Provided data

****

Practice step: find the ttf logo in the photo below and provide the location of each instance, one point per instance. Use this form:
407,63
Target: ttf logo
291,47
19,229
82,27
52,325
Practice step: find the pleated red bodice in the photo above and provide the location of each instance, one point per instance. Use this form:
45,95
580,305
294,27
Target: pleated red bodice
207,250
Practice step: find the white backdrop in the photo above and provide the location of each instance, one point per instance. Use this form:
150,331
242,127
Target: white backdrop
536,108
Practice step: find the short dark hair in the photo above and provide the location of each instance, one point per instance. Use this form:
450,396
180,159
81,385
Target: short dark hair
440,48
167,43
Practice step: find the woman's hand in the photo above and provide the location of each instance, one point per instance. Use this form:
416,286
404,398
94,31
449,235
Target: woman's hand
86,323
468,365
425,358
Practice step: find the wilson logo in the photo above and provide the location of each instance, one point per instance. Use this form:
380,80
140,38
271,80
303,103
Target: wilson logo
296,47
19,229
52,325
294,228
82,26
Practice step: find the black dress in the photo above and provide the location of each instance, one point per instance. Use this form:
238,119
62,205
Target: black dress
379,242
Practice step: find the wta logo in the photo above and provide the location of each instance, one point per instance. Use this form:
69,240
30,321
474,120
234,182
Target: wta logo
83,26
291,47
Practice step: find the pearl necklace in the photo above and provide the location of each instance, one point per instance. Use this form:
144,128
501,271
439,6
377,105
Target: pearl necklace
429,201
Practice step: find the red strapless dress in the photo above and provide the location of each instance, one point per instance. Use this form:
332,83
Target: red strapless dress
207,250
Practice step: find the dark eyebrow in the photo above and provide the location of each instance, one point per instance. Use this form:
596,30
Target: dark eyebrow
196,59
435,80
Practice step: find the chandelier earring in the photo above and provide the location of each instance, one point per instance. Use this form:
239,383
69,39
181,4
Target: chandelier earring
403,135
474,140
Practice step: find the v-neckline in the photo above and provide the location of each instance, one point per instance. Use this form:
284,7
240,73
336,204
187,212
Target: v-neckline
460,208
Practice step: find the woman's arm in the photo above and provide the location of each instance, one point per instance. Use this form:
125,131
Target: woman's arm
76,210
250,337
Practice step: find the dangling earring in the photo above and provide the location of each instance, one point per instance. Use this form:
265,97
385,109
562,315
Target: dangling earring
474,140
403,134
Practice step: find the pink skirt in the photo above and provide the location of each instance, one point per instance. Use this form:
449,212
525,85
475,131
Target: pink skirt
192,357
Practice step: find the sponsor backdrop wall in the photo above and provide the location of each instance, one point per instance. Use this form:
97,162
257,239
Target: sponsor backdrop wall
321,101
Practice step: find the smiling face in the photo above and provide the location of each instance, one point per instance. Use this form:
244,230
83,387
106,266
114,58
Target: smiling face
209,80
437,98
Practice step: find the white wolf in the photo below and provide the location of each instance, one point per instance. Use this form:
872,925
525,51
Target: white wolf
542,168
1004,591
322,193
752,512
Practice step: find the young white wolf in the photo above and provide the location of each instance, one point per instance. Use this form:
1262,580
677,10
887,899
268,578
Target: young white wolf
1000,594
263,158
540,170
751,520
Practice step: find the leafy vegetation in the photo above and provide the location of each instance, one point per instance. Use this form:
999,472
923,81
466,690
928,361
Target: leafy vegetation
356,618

****

What is needed
Give back, exactly as written, the lines from the one with "Practice step: find the smiling" to the last line.

Correct output
Practice step: find the smiling face in the photo above and provide the location of each instance, one point per instance. Use this form:
244,230
83,387
106,266
114,58
Target: smiling face
209,80
437,98
Practice step: find the white wolf in the photo below and provide the location of each instance, one point per instance. Use this form:
872,925
525,51
Target: white wolf
542,168
1004,591
322,193
752,512
Practice step: find the young white wolf in the photo above and provide the location of each instance, one point per instance. Use this form:
1262,580
677,10
887,899
268,578
Target: young white wolf
1000,594
263,158
540,170
751,520
Practice step: find the leafy vegetation in the photo above and provide the location of each instance, one point per instance. Use this form:
999,472
923,81
466,690
928,361
Target: leafy vegetation
356,618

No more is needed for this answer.